[Listed entries start]

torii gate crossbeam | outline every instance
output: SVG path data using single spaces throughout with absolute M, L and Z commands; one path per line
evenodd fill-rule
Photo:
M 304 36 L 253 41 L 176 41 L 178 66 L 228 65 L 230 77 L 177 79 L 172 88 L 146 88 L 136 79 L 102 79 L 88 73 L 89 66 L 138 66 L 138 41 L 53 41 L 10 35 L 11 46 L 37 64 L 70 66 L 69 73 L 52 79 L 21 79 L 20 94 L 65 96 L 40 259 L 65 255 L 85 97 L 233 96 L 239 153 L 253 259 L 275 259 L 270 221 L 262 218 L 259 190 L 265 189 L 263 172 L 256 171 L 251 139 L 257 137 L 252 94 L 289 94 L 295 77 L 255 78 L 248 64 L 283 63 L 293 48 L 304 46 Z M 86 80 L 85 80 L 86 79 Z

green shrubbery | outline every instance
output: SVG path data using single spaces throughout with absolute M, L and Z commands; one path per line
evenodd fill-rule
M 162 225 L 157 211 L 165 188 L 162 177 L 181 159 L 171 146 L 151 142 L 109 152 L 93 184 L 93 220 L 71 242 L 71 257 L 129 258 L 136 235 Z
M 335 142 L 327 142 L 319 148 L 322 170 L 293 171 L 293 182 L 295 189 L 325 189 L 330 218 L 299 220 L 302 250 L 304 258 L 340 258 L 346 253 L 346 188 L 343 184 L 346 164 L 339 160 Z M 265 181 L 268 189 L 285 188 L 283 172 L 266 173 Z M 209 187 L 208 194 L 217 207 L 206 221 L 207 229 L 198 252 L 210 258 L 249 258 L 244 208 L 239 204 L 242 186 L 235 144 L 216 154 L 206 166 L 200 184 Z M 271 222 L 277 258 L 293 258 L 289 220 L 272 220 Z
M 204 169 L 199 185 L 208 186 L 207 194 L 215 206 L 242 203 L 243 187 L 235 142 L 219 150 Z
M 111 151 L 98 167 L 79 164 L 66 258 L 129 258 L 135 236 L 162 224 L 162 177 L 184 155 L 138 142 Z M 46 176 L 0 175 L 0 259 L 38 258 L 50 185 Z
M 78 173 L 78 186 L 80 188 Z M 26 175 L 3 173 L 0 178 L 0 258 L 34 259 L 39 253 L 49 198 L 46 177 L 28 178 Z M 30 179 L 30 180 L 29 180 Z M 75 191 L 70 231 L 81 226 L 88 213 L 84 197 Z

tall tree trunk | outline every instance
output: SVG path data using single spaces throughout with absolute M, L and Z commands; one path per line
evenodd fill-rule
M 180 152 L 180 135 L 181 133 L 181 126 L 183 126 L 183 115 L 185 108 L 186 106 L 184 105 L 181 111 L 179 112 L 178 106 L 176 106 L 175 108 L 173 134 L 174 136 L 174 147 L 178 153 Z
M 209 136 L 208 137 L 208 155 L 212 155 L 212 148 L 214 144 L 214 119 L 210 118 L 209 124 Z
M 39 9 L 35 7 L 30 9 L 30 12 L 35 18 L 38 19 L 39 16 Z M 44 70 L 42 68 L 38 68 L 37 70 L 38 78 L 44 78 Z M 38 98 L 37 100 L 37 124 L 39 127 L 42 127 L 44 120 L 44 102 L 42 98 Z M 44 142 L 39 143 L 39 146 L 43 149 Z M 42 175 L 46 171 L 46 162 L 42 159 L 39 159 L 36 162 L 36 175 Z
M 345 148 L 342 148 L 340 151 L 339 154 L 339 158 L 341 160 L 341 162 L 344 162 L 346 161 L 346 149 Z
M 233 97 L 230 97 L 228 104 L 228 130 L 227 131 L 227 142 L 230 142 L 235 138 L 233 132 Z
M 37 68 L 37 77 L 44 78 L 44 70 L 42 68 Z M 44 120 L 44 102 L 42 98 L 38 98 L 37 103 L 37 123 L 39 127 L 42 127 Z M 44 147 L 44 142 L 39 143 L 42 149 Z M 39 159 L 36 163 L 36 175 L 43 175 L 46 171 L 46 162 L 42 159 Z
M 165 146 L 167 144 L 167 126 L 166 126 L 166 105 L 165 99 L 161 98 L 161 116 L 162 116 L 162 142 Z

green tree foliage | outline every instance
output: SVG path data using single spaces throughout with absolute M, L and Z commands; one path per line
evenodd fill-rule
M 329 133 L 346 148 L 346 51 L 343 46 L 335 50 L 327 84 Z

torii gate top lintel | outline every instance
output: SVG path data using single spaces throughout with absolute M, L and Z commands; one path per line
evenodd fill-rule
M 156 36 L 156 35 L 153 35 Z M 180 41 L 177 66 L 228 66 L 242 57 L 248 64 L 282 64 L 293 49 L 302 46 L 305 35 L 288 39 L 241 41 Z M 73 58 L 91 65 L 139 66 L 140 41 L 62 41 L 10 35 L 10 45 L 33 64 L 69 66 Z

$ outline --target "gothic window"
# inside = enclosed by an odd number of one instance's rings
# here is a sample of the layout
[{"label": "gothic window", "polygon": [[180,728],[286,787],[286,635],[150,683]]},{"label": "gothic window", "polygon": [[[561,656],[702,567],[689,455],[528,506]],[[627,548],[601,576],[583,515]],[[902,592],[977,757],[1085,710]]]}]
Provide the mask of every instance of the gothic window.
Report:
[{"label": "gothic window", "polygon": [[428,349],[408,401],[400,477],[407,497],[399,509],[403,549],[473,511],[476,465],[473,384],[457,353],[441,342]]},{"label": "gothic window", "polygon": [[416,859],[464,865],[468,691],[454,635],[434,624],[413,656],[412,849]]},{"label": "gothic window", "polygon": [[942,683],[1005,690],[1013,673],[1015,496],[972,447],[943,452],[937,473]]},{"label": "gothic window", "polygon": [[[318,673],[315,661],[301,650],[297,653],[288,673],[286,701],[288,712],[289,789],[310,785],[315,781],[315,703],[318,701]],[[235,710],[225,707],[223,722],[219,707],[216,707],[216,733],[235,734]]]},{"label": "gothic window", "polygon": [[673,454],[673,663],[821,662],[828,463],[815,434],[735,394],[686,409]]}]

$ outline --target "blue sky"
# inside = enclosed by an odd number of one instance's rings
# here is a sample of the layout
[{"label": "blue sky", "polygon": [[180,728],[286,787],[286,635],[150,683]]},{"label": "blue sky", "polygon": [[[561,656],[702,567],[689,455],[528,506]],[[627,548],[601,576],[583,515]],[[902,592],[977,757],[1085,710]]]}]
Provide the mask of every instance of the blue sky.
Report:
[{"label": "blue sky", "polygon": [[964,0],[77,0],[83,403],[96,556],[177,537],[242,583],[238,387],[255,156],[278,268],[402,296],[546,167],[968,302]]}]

[Listed entries end]

▶ Work required
Return everything in the listing from the line containing "green shrubbery | outline every instance" down to the line containing "M 204 169 L", with both of those lines included and each reproduced character for character.

▶ Finished answer
green shrubbery | outline every instance
output: SVG path data using single spaces throughout with absolute M, L and Z commands; one path per line
evenodd fill-rule
M 162 225 L 157 211 L 165 188 L 162 177 L 181 159 L 171 146 L 151 142 L 109 152 L 93 184 L 93 220 L 71 242 L 71 257 L 129 258 L 136 235 Z
M 335 142 L 327 142 L 319 148 L 322 170 L 293 171 L 293 182 L 295 189 L 325 189 L 330 218 L 299 220 L 302 250 L 304 258 L 340 258 L 346 253 L 346 188 L 343 184 L 346 164 L 339 160 Z M 265 181 L 268 189 L 285 188 L 283 172 L 266 173 Z M 209 187 L 208 194 L 217 207 L 206 221 L 207 229 L 198 252 L 210 258 L 249 258 L 244 208 L 239 204 L 242 186 L 235 144 L 216 154 L 206 166 L 200 184 Z M 271 222 L 277 258 L 293 258 L 289 220 L 272 220 Z
M 204 169 L 199 185 L 208 186 L 207 194 L 215 206 L 242 203 L 243 187 L 235 142 L 219 150 Z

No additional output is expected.